→ **Given problem**: Please recast all the entries below as a two-column CSV with columns named entry_text and result, one row per entry, holding its text and its answer. Put each in a single quoted field with line breaks turned into spaces, and leave the pictures out.

→ **Extracted information**:
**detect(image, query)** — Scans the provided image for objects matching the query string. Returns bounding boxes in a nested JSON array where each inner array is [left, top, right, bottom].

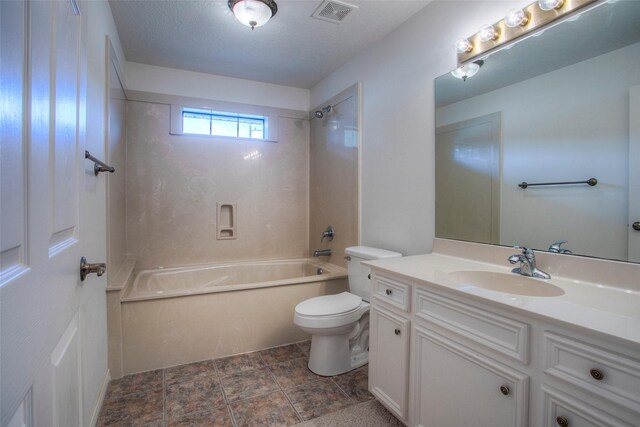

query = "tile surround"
[[97, 341, 380, 427]]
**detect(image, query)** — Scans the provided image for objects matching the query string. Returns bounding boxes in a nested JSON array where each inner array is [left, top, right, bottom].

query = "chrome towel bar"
[[84, 150, 116, 176], [518, 178, 598, 189]]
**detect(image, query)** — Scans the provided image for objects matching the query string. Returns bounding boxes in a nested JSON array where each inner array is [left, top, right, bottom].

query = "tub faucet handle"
[[320, 226, 334, 243]]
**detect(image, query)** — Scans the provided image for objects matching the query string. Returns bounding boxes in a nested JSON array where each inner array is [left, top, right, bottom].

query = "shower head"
[[314, 105, 333, 119]]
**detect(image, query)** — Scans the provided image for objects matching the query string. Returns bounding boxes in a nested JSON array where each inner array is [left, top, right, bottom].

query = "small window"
[[182, 108, 267, 139]]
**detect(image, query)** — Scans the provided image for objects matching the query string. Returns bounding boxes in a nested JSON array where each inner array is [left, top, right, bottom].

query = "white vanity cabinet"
[[369, 275, 411, 423], [369, 267, 640, 427]]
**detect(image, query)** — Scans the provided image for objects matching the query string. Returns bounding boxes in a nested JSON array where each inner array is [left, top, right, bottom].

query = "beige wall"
[[309, 85, 359, 267], [311, 0, 531, 255], [106, 51, 127, 286], [126, 100, 309, 268]]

→ **The solution**:
entry_text,result
"**detect(image, query)** — Scans the provided image for objects matching the query string. Returns bounding boxes in a nested JSON array where each inner array is [left, top, right, bottom]. query = ""tile surround""","[[97, 341, 380, 427]]"
"**detect(image, query)** — Scans the provided image for objects matching the query string. Returns bounding boxes in a nested JSON array where each inner array is [left, top, right, bottom]. query = ""chrome towel bar""","[[84, 150, 116, 176], [518, 178, 598, 189]]"
"**detect(image, query)** — Scans the provided image for objects matching the query string. Returns bounding boxes in a nested JSON array where each inner array is [left, top, right, bottom]. query = ""tub faucet handle""","[[320, 226, 334, 243]]"
"**detect(image, query)** — Scans the provided image for objects matching the query string. Returns bounding boxes in a nested JSON array where each inner array is [left, top, right, bottom]. query = ""shower head""","[[314, 105, 333, 119]]"
"**detect(image, query)** — Scans the provided image for objects matching the query string. Returns bounding boxes in a nested JSON array where each inner array is [left, top, right, bottom]. query = ""small window""","[[182, 108, 267, 139]]"
"**detect(image, query)** — Scans the provided image for objects matching the query string. Returns bounding boxes in a nested JSON array where each inner array is [left, top, right, bottom]. query = ""white vanity cabinet""","[[369, 275, 411, 423], [369, 267, 640, 427]]"
"**detect(image, query)** — Scans the provided image for objects matching the query string. Returns bounding boxes in a nested JSON array where each inner array is [left, top, right, bottom]. query = ""beige wall""","[[309, 85, 359, 267], [311, 0, 531, 255], [106, 51, 127, 286], [126, 100, 309, 268]]"